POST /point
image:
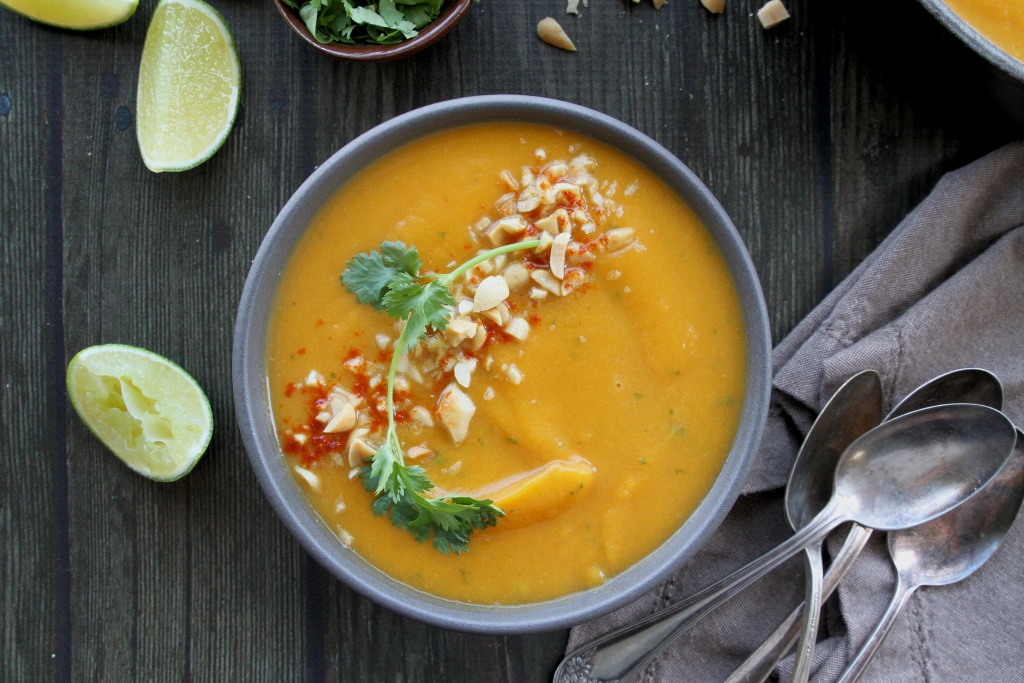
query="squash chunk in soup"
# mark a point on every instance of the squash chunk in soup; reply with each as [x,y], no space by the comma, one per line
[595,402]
* * *
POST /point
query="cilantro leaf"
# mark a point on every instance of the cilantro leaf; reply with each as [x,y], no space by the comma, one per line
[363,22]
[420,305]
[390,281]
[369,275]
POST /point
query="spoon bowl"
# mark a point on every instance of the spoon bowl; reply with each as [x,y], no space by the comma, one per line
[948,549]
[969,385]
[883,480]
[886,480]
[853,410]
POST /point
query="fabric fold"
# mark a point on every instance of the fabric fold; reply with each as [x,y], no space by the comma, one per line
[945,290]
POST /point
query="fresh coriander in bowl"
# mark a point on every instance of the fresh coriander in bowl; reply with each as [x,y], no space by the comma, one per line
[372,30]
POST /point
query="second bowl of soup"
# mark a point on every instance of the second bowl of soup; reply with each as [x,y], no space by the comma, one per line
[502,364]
* * *
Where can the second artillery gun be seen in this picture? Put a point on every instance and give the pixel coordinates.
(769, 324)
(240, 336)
* * *
Show each line of the material above that contains the string "bowl", copied in full. Case counts.

query="spoon bowl"
# mark a point on every instance of the spoon bowl; reply with each as [x,y], no space by the comma, one per line
query="fresh coriander in bowl"
# mark a point on every instance of the fresh coriander in bowl; reply with each as [x,y], no space by the comma, one per line
query="second bowl of soup"
# mark a point on every instance of the second bowl of soup; reply with each as [x,y], no space by the comma, one per line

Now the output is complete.